> Extrait choisi
Les hôpitaux publics organisent, ce 7 juin, une grande journée de mobilisation à travers toute la France. Dans les Hauts-de-France, les actions et manifestations ont essaimé. A Roubaix, Lille, Beauvais ou Boulogne, des soignants épuisés demandent plus de moyens.
"La semaine dernière, j'ai vu une aide-soignante, dans un état dépressif. Parce que pendant le Ségur de la santé, on a parlé de 400 euros d'augmentation, et qu'elle y a cru. Mais sur sa nouvelle fiche de paie, il n'y avait que cinq euros de différence. Nous subissons une précarité institutionnalisée" dénonce Jacques Adamski, secrétaire de la CGT, micro à la main, dans la cour de l'hôpital Victor Provost.

> Exercices
a: D'après le texte sur la mobilisation des hôpitaux publics, quelle différence apparaissait sur la nouvelle fiche de paie de l'aide-soignante ?
b: Transcrivez l'extrait sur la mobilisation des hôpitaux publics depuis « Les hôpitaux publics » jusqu'à « plus de moyens. » inclus.

Entrées stockées d'une collection
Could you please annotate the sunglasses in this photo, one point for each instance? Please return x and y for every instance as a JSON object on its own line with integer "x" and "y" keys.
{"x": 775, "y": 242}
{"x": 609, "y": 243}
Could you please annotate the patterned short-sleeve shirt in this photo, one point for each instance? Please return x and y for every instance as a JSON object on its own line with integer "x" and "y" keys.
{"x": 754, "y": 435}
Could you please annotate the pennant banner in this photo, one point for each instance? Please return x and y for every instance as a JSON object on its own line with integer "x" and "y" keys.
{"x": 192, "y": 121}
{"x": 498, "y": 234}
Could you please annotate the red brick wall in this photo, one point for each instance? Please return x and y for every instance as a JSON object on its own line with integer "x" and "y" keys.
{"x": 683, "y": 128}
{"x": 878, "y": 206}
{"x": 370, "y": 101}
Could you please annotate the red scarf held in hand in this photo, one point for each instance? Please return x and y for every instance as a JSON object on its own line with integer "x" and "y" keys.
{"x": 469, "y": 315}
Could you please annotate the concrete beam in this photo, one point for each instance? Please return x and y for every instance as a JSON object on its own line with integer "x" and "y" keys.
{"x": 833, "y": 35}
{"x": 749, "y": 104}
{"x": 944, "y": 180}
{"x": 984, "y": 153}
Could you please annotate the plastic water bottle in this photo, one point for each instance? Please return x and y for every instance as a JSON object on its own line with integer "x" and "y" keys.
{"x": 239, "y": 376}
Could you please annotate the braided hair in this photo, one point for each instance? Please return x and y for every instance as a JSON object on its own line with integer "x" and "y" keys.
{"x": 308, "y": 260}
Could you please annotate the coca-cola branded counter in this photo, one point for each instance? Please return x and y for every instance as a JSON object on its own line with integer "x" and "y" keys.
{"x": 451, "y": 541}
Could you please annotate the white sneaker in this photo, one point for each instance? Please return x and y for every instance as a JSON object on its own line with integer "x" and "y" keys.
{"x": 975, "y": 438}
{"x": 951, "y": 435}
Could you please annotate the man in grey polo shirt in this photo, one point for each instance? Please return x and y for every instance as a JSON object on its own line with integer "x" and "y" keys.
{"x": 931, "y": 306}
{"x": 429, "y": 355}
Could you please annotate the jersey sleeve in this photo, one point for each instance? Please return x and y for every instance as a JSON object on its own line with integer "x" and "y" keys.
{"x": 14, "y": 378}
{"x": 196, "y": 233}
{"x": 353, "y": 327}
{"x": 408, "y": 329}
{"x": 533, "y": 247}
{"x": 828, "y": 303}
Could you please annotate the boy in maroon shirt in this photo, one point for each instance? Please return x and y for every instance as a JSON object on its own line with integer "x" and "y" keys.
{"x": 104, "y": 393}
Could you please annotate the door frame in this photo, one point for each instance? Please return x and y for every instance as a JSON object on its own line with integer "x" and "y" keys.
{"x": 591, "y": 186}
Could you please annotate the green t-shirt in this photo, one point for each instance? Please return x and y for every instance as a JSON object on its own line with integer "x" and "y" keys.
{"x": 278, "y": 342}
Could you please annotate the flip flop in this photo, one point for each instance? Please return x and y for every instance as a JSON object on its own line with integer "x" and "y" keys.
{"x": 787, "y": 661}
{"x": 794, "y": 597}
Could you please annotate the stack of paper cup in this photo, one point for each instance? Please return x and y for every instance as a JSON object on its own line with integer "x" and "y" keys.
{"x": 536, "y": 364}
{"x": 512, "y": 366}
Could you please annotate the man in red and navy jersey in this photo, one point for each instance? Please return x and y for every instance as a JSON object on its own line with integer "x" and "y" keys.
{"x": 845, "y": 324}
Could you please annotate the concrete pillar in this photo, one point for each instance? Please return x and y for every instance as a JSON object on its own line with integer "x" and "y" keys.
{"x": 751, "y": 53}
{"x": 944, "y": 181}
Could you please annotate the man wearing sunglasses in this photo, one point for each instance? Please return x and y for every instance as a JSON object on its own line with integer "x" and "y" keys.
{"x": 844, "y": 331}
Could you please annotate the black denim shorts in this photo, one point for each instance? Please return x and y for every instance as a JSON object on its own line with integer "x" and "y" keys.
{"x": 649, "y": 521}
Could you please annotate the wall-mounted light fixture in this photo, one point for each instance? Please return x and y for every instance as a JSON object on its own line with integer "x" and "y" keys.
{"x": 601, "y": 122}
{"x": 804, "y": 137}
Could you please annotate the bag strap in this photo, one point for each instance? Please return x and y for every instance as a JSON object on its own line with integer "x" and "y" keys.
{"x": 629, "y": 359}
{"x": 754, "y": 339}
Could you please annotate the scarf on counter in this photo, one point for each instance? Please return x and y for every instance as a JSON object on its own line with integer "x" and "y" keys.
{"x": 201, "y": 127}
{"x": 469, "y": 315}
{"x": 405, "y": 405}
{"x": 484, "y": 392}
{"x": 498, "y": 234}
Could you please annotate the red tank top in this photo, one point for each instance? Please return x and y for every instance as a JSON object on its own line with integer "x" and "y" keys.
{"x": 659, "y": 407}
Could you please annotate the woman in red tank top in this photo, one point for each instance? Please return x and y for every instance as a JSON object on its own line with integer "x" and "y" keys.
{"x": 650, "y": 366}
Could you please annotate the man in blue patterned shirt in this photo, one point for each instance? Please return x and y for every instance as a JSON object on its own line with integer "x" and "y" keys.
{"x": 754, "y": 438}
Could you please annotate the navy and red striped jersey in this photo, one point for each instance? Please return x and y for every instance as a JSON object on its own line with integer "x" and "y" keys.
...
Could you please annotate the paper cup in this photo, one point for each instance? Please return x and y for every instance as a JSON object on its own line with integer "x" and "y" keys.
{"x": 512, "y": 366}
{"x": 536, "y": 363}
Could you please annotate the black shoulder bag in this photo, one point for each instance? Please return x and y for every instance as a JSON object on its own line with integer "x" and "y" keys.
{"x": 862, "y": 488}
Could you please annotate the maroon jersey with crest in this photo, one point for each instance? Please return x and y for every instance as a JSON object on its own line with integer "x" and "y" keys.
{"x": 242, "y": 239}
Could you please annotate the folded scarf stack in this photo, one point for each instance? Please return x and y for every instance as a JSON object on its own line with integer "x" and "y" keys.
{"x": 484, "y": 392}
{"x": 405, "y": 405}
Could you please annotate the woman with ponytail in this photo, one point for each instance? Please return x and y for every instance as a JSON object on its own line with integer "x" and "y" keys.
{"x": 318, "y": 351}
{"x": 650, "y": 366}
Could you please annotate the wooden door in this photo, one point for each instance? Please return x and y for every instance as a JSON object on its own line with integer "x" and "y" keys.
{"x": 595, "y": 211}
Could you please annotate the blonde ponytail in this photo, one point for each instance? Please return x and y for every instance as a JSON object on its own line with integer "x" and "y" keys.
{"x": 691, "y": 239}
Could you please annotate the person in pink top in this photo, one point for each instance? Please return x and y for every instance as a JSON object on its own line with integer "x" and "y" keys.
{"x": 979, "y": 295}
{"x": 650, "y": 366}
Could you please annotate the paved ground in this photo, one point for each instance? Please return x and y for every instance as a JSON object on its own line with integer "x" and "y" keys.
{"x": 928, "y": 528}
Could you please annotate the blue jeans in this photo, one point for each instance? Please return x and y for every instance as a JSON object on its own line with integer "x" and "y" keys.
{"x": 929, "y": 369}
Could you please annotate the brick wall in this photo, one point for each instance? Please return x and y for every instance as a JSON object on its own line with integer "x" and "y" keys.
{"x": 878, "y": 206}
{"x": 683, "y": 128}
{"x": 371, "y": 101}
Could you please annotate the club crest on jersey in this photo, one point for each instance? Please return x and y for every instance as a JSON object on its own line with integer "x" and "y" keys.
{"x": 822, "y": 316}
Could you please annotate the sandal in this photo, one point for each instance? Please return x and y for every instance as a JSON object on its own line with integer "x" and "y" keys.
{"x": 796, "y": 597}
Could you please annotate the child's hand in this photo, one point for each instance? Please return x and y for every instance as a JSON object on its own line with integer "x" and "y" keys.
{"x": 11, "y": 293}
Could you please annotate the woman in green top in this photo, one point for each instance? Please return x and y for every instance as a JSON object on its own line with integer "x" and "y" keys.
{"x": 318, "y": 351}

> Corrigé
a: Seulement cinq euros de différence.

b:
Les hôpitaux publics organisent, ce 7 juin, une grande journée de mobilisation à travers toute la France. Dans les Hauts-de-France, les actions et manifestations ont essaimé. A Roubaix, Lille, Beauvais ou Boulogne, des soignants épuisés demandent plus de moyens.